** BEGIN **

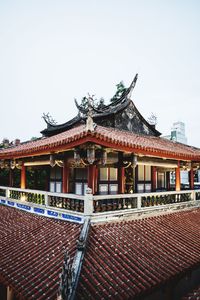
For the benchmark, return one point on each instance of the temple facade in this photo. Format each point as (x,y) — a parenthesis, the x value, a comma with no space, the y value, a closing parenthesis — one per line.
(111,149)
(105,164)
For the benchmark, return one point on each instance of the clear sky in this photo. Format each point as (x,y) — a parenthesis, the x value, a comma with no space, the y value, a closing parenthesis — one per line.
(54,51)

** END **
** BEGIN **

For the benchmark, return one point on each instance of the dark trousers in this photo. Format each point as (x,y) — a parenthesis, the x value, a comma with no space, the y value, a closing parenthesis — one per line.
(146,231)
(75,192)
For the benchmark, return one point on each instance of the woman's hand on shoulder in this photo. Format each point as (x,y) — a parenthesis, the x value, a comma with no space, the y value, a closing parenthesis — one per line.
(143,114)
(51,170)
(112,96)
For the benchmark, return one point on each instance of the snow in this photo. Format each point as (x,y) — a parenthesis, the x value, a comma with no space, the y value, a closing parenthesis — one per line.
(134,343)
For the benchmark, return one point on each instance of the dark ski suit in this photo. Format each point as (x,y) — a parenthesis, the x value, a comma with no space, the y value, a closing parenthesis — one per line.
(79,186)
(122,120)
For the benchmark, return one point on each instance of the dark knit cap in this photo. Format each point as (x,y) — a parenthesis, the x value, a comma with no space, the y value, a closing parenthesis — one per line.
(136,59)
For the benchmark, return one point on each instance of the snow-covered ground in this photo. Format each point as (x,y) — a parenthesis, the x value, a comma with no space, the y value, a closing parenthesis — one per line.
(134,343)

** END **
** BEGIN **

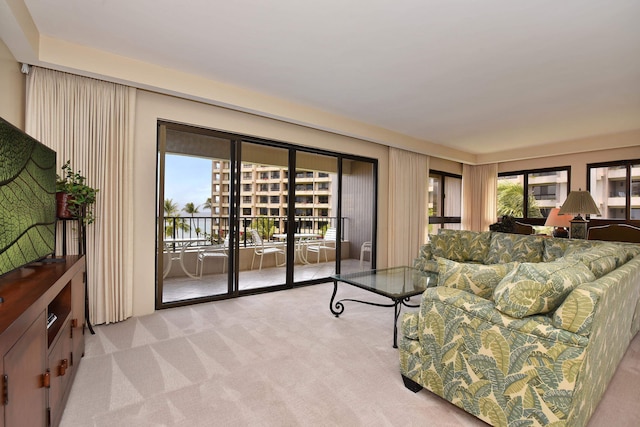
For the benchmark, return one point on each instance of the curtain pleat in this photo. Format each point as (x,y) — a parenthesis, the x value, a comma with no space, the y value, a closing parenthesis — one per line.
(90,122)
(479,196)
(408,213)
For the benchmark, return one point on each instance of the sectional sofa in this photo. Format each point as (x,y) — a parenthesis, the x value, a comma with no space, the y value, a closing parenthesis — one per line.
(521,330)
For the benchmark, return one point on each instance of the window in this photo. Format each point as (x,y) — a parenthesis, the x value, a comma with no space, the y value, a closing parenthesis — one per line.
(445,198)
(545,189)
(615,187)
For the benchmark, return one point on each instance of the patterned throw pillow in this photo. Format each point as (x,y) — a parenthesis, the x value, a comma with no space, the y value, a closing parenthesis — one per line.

** END **

**The task**
Please rewrite the items between the lines holding "of the window" and "of the patterned", inclusive, as a JSON list of strings, with one string per line and blank lines left out.

**Result**
[
  "For the benchmark, return one point on each instance of the window in this photo. Format each point as (x,y) — a parenthesis, the x value, a comma with no space, the y value, a closing parenthesis — one per line.",
  "(445,198)",
  "(545,189)",
  "(615,187)",
  "For the benchmark, return one point on each instance of the patterned throw pillow in this photo. Format each point as (x,y) — a parenthesis, the x value, a comma with no space, the y value, a closing parenthesis — one per line."
]